### EXTRACT PROVIDED
━━━━━━━━━━━━━━━━━━━━━━━━━━━━━━
"""

Jack Doyle

30th May 2022


This is a similar script to previous entries in that it extracts a given number of molecules from a cif file.

The main differences here are that we now:

a) perform the operation on all cif files in a given directory in a single script
b) only return the molecular units whose centroids live in the primitive cell (we can find the rest by simple
translations later and we don't need the csd api for this)

"""

from ccdc import io

import sys
import os
import pickle

def main():
    cif_dir = sys.argv[1]
    if len(sys.argv) > 2:
        min_size = int(sys.argv[2])
    else:
        min_size = None
    for file in sorted(os.listdir(cif_dir)):
        crys = ReadCifFile(os.path.join(cif_dir, file))
        prim = GetMolsInPrimitiveCell(crys)
        mols = MolListFromPacking(prim, mol_size = min_size)
        output_mols = CleanMols(mols)
        # add cell lengths and angles
        augmented_output_mols = AppendAnglesAndLengths(crys, output_mols)
        WriteMols(file, augmented_output_mols)


def ReadCifFile(cif_file):
    '''Reads the cif file and outputs crystal object'''
    crystal_reader = io.CrystalReader(cif_file, format = 'cif')
    return crystal_reader[0]

def GetMolsInPrimitiveCell(crystal):
    """ Returns set of molecule whose cnetroid lies in the primitve cell of the crystal"""
    frag_packing = crystal.packing(box_dimensions = ((0, 0, 0), (1, 1, 1)), inclusion = 'CentroidIncluded')
    return frag_packing

def MolListFromPacking(packing, mol_size = None):
    """Returns list of molecules in packing. If mol_size is specified will only return those molecules with great
    than  or the prespecified size. This is relevant if we want to deal with the case where some "molecules" have
    been incorrectly split into several components"""
━━━━━━━━━━━━━━━━━━━━━━━━━━━━━━
### SUPPLIED RECORDS
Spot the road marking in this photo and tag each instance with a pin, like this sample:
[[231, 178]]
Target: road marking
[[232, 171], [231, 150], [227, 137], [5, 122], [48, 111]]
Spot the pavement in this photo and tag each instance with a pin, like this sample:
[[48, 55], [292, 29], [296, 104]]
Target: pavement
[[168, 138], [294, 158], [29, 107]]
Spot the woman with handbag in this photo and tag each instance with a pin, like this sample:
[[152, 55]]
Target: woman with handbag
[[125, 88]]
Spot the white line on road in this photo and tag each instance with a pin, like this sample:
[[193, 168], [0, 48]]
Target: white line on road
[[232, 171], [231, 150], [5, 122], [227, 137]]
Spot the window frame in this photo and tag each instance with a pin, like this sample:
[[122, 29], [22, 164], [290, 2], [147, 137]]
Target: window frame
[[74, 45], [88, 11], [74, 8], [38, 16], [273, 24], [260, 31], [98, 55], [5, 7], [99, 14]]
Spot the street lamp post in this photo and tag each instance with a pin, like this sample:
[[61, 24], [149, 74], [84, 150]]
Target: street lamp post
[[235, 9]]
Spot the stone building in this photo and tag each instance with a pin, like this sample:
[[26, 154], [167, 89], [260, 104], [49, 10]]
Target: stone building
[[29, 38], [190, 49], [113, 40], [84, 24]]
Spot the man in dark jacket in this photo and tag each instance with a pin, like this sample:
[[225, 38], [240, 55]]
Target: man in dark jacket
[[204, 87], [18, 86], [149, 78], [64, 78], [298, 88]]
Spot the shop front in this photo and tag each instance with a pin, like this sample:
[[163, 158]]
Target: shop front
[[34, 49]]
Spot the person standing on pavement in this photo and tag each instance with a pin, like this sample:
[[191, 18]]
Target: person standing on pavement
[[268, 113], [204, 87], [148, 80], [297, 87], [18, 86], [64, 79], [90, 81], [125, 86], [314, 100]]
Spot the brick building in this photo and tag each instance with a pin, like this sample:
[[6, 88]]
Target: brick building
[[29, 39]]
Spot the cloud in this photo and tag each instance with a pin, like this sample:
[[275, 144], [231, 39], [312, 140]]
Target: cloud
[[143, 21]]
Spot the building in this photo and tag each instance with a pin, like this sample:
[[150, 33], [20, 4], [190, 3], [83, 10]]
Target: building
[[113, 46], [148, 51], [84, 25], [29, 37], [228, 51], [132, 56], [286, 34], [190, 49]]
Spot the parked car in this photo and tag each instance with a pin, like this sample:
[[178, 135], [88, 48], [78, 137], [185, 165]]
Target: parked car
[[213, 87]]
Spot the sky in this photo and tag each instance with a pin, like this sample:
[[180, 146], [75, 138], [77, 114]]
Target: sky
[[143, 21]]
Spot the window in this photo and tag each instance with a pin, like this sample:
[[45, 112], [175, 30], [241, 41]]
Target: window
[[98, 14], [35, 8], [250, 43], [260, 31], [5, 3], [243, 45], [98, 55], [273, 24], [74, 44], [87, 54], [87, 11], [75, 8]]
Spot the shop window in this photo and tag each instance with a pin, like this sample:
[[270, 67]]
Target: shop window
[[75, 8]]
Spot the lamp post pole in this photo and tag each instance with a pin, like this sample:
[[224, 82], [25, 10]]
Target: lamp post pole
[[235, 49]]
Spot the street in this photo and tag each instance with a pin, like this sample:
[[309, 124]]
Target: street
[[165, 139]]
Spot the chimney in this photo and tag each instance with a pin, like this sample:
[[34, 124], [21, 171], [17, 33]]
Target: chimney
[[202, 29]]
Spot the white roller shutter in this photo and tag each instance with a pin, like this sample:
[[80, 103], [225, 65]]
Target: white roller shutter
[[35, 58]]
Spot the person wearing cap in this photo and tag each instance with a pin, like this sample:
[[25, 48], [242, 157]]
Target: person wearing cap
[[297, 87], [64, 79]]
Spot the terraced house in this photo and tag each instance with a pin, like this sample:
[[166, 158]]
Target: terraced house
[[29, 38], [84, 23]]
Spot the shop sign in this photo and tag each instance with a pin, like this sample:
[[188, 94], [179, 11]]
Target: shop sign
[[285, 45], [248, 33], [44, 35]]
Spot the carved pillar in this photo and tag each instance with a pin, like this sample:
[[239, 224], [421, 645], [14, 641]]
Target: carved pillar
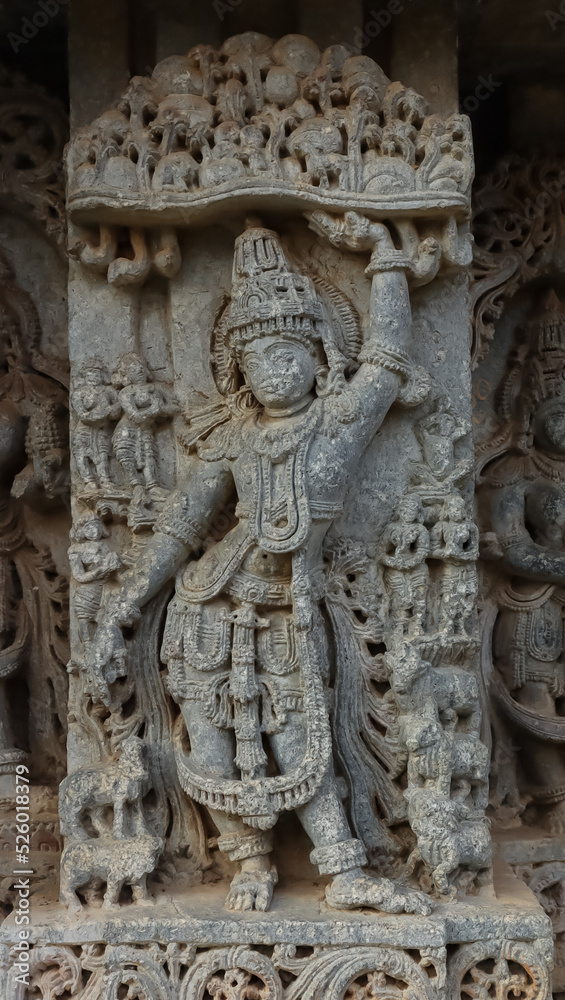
[[273, 687]]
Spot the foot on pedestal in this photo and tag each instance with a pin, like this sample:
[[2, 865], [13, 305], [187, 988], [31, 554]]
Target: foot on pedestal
[[355, 889], [252, 888]]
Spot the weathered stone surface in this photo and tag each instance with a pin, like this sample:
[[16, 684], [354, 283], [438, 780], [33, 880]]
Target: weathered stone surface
[[520, 343], [277, 752]]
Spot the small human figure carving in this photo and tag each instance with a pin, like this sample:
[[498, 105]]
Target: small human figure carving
[[455, 540], [523, 498], [92, 563], [439, 472], [405, 548], [96, 405], [143, 403], [89, 790]]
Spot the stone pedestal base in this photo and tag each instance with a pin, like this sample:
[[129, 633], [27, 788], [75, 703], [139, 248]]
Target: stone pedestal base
[[539, 859], [497, 944]]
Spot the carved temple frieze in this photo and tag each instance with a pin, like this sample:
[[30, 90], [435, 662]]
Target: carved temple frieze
[[518, 399]]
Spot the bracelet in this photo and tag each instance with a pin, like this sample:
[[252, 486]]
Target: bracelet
[[389, 260]]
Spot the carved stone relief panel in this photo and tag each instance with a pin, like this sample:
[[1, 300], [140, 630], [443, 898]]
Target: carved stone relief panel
[[520, 336]]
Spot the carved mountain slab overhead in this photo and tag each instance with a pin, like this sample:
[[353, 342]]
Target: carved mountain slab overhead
[[257, 120]]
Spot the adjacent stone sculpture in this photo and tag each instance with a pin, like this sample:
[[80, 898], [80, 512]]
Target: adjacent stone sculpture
[[523, 486]]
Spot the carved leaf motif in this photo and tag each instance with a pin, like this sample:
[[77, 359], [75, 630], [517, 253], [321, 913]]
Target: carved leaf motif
[[498, 970]]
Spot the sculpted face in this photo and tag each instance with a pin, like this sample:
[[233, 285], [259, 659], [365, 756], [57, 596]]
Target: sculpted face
[[279, 372], [549, 427]]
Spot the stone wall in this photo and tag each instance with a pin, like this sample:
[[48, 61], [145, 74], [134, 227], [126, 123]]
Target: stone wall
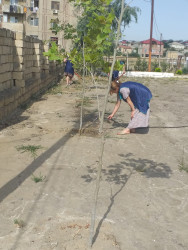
[[24, 71]]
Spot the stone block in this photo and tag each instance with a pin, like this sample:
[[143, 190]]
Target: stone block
[[19, 43], [3, 32], [5, 77], [19, 36], [17, 75], [20, 83]]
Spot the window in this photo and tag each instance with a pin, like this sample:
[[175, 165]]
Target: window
[[5, 18], [13, 2], [34, 21], [13, 19], [34, 3], [55, 5], [54, 23], [54, 39]]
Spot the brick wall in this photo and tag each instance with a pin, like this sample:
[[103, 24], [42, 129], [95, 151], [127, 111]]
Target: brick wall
[[24, 71]]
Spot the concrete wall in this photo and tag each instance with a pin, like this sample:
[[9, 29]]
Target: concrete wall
[[24, 71]]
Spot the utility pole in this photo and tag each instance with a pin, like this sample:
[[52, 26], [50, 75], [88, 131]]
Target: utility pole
[[151, 31], [160, 51]]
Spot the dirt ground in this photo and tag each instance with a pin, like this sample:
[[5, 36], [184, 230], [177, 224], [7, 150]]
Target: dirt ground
[[143, 197]]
━━━━━━━━━━━━━━━━━━━━━━━━━━━━━━
### PROBLEMS AND TASKS
1 - In the script, what inclusion setting does GetMolsInPrimitiveCell pass to crystal.packing?
2 - Transcribe the script from "return crystal_reader[0]" to "inclusion = 'CentroidIncluded')".
The material above comes from a separate source.

### EXPECTED RESULTS
1 - 'CentroidIncluded'

2 -
return crystal_reader[0]

def GetMolsInPrimitiveCell(crystal):
    """ Returns set of molecule whose cnetroid lies in the primitve cell of the crystal"""
    frag_packing = crystal.packing(box_dimensions = ((0, 0, 0), (1, 1, 1)), inclusion = 'CentroidIncluded')